## Exercise data
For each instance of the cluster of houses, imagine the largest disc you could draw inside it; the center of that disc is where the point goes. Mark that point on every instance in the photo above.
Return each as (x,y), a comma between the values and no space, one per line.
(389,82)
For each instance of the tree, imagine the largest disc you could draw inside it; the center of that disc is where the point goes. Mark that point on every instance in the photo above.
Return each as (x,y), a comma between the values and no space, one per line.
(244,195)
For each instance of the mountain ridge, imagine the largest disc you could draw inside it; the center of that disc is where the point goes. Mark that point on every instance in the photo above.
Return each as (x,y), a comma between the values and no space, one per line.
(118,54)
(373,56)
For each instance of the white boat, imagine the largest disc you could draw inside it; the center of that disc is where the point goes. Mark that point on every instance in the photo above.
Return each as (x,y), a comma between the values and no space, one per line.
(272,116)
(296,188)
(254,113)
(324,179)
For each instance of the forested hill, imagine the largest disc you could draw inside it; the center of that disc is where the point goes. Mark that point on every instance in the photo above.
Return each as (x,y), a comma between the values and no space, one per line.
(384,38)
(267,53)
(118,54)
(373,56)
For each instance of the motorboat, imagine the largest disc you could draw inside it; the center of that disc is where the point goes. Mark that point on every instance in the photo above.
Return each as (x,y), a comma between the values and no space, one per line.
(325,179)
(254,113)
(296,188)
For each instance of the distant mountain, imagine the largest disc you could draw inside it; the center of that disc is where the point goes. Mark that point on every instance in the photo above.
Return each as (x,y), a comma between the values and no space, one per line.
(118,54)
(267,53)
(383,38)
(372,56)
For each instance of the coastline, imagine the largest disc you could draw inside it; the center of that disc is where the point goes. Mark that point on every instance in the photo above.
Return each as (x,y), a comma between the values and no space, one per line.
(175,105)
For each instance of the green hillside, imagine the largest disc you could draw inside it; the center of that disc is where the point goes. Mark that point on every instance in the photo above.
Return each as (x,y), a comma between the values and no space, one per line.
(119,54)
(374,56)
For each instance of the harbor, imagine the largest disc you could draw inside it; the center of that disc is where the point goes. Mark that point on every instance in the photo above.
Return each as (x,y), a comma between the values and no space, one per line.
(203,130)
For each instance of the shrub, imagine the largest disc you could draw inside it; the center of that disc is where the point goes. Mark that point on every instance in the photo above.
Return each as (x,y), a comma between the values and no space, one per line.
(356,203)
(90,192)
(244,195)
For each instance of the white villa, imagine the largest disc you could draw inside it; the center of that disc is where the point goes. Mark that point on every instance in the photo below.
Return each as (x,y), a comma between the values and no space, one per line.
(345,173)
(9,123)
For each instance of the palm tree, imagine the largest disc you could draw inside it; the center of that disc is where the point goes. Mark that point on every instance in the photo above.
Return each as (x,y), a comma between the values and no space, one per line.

## Try it
Set down nothing but the lines from the one containing "For each instance of the white villa, imagine" through the final line above, exactly as written.

## Task answer
For each instance of the white villa, imagine the largest disc you could draw inside it; the center of that disc is where the point goes. Mark that point on every instance in the photo below.
Return each as (x,y), a comma between the values and no space, one per line.
(345,173)
(9,123)
For each instance of the palm tree, imagine the largest disc you could draw inside it; the center of that disc is where the point goes. Mark that point on every instance in the photo above.
Return each as (x,y), a comma between the values and no space, one per line.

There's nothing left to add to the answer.